<<<<

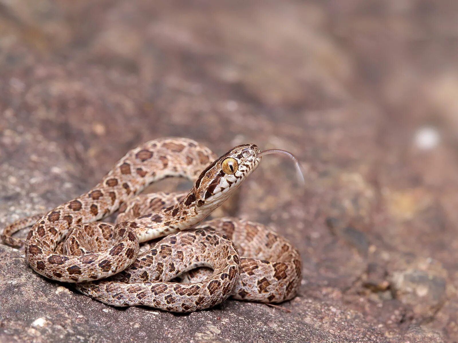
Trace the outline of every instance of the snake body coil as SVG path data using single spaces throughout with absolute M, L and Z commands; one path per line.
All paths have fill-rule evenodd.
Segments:
M 82 293 L 112 305 L 186 312 L 230 295 L 264 302 L 289 299 L 300 283 L 301 263 L 286 240 L 235 218 L 196 226 L 256 168 L 260 153 L 256 145 L 244 145 L 217 158 L 191 139 L 152 140 L 129 151 L 87 193 L 40 218 L 13 223 L 2 238 L 20 245 L 11 235 L 35 223 L 25 241 L 32 268 L 76 283 Z M 186 194 L 138 195 L 172 176 L 194 186 Z M 98 221 L 120 207 L 115 225 Z M 140 243 L 164 236 L 140 253 Z

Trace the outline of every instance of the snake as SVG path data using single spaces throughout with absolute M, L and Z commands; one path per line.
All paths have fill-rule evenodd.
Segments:
M 1 238 L 24 245 L 36 273 L 114 306 L 179 312 L 208 308 L 229 296 L 281 302 L 294 298 L 300 285 L 298 250 L 259 223 L 231 217 L 202 222 L 263 155 L 275 152 L 244 144 L 217 157 L 191 139 L 151 140 L 129 151 L 88 192 L 15 222 Z M 140 194 L 172 177 L 188 179 L 192 188 Z M 100 221 L 117 211 L 115 224 Z M 11 236 L 30 225 L 25 241 Z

>>>>

Convert every line of the entries above into a JSON list of strings, one string per line, skipping blank lines and leaving out the picture lines.

[
  "Trace the outline of every instance of the snake body coil as SVG path data using single spaces throughout with absolute M, L and Z commands; one path per line.",
  "All paths have fill-rule evenodd.",
  "Segments:",
  "M 82 293 L 112 305 L 186 312 L 230 295 L 264 302 L 289 299 L 300 283 L 301 263 L 286 240 L 235 218 L 196 226 L 256 168 L 260 153 L 256 145 L 244 145 L 217 158 L 191 139 L 152 140 L 129 151 L 87 193 L 40 218 L 13 223 L 2 238 L 20 245 L 11 235 L 35 223 L 25 241 L 32 268 L 76 283 Z M 186 194 L 138 195 L 172 176 L 194 186 Z M 98 221 L 120 207 L 115 225 Z M 140 243 L 164 236 L 140 253 Z",
  "Trace the outline of every instance of the snake as SVG path data using single spaces throughout with absolute M, L and Z commands; one path per line.",
  "All paths have fill-rule evenodd.",
  "Segments:",
  "M 1 238 L 24 245 L 36 273 L 114 306 L 179 312 L 208 308 L 229 296 L 281 302 L 294 298 L 300 285 L 298 250 L 259 223 L 231 217 L 202 222 L 263 155 L 275 152 L 244 144 L 217 157 L 191 139 L 151 140 L 129 151 L 88 192 L 15 222 Z M 140 194 L 172 177 L 188 179 L 192 188 Z M 100 221 L 117 211 L 115 224 Z M 11 236 L 30 225 L 25 241 Z"
]